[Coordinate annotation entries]
--------------------------------------------------

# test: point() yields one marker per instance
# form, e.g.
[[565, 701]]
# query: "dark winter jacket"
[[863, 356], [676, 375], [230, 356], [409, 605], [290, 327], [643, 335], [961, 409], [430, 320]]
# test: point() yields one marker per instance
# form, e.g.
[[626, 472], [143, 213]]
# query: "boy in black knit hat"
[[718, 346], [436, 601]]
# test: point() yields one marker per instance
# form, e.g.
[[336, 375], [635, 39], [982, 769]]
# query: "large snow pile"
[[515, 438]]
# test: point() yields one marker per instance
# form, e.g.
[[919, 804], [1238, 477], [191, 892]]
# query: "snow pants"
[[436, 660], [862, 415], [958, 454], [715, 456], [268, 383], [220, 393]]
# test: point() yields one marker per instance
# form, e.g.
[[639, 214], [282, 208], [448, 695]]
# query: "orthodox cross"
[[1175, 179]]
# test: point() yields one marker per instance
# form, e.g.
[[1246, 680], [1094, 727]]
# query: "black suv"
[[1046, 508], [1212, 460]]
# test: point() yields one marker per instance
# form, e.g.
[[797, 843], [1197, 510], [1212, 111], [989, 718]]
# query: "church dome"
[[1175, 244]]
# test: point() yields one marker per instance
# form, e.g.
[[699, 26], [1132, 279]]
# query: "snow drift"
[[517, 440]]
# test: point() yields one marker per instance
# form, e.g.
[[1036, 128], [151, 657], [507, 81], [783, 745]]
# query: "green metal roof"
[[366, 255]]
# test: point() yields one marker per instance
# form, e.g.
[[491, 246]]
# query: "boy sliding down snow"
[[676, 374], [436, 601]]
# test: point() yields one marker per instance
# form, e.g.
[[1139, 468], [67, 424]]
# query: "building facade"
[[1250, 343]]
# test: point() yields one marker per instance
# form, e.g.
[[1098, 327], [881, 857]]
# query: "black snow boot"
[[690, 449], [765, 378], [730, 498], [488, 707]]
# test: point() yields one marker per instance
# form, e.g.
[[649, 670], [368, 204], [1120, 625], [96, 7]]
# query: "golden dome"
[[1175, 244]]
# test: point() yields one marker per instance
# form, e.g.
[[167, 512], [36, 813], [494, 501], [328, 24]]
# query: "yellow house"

--------------------------------------------------

REQUEST: Convert every line of the rows above into a Markdown table with two columns, No. and Text. Number the lines in order and leave out any blank ones.

ANSWER TO THE PROBLEM:
| No. | Text |
|---|---|
| 1 | # test: point() yields one marker per instance |
| 2 | # form, e.g. |
| 3 | [[565, 701]] |
| 4 | # query: "dark winter jacket" |
| 5 | [[863, 356], [676, 375], [230, 356], [409, 605], [290, 327], [643, 335], [961, 409], [430, 320]] |
| 6 | # test: point() yields one marker per instance |
| 7 | # form, e.g. |
| 8 | [[626, 472], [143, 213]] |
| 9 | # query: "boy in black knit hat" |
| 10 | [[718, 346], [436, 601]] |
| 11 | # test: point() yields one marker per instance |
| 12 | # form, e.g. |
| 13 | [[336, 375], [635, 39], [982, 769]] |
| 14 | # query: "large snow pile" |
| 15 | [[515, 438]] |
| 16 | # test: point() yields one marker per instance |
| 17 | # form, e.g. |
| 18 | [[919, 804], [1238, 477], [191, 892]] |
| 19 | # query: "snow pants" |
| 20 | [[436, 660], [862, 415], [958, 454], [715, 456], [268, 383], [220, 393]] |
| 21 | # test: point() yields one marker per instance |
| 22 | # form, e.g. |
| 23 | [[639, 214], [282, 208], [448, 695]] |
| 24 | # query: "orthodox cross" |
| 25 | [[1175, 179]] |
| 26 | # test: point() yields one marker per instance |
| 27 | # form, e.g. |
| 28 | [[1246, 680], [1094, 727]] |
| 29 | # query: "black suv" |
| 30 | [[1046, 508], [1212, 460]] |
| 31 | # test: point() yields one marker per instance |
| 32 | # form, e.g. |
| 33 | [[797, 843], [1197, 510], [1212, 111], [989, 718]] |
| 34 | # query: "church dome" |
| 35 | [[1175, 244]] |
| 36 | # test: point() yields one marker per instance |
| 37 | # form, e.g. |
| 38 | [[699, 26], [1132, 279]] |
| 39 | # query: "snow drift" |
| 40 | [[517, 440]] |
| 41 | # test: point() yields one marker per instance |
| 42 | # form, e.g. |
| 43 | [[1036, 128], [151, 657], [507, 81], [783, 745]] |
| 44 | # query: "green metal roof" |
| 45 | [[366, 255]] |
| 46 | # test: point() yields one marker per instance |
| 47 | # form, e.g. |
| 48 | [[491, 246]] |
| 49 | # query: "boy sliding down snow" |
| 50 | [[676, 374], [436, 601]] |
| 51 | # test: point() yields one marker per instance |
| 52 | # form, e.g. |
| 53 | [[1139, 468], [67, 424]] |
| 54 | # query: "building facade" |
| 55 | [[1250, 343]] |
| 56 | # test: point() yields one marker per instance |
| 57 | # form, e.g. |
| 58 | [[1098, 327], [881, 857]] |
| 59 | # query: "black snow boot" |
| 60 | [[690, 449], [765, 378], [730, 498], [488, 707]] |
| 61 | # test: point() yields one marker per instance |
| 62 | # form, e.g. |
| 63 | [[649, 670], [368, 204], [1120, 625], [96, 7]] |
| 64 | # query: "golden dome" |
| 65 | [[1175, 244]] |
| 66 | # test: point() yields one marker per instance |
| 67 | # form, e.g. |
| 68 | [[167, 512], [36, 813], [494, 501], [328, 24]] |
| 69 | # query: "yellow house" |